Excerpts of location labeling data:
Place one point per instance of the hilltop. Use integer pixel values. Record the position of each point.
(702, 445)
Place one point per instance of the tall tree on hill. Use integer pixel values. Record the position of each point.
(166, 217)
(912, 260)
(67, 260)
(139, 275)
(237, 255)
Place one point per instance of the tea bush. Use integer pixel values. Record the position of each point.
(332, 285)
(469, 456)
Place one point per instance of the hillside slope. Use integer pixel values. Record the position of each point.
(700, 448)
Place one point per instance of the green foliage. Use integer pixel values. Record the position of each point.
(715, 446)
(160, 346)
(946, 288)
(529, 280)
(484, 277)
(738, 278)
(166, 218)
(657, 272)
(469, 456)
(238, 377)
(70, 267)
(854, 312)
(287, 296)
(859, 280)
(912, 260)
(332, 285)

- [EXERCISE BRIEF] Copy out the full listing exactly.

- [TASK RESULT]
Place one point per instance of the hilltop. Use integer pixel values. Record the position of each point.
(702, 445)
Place one point per instance of the tall tree on hill. Use integer pixel values. Record the position of each point.
(166, 217)
(912, 260)
(67, 260)
(139, 275)
(237, 255)
Place one point per instance of the tea bush. Use integer pixel values. Record the position of each point.
(332, 285)
(469, 456)
Place one point per instance of the hillside slope. Use integer pixel values. Record the position of each point.
(700, 448)
Place one point per instance of the green foliage. Use integer pixel values. Record the position of each point.
(715, 446)
(160, 346)
(946, 288)
(529, 280)
(484, 277)
(738, 278)
(166, 218)
(657, 272)
(469, 456)
(238, 377)
(70, 267)
(854, 312)
(287, 296)
(859, 280)
(912, 260)
(332, 285)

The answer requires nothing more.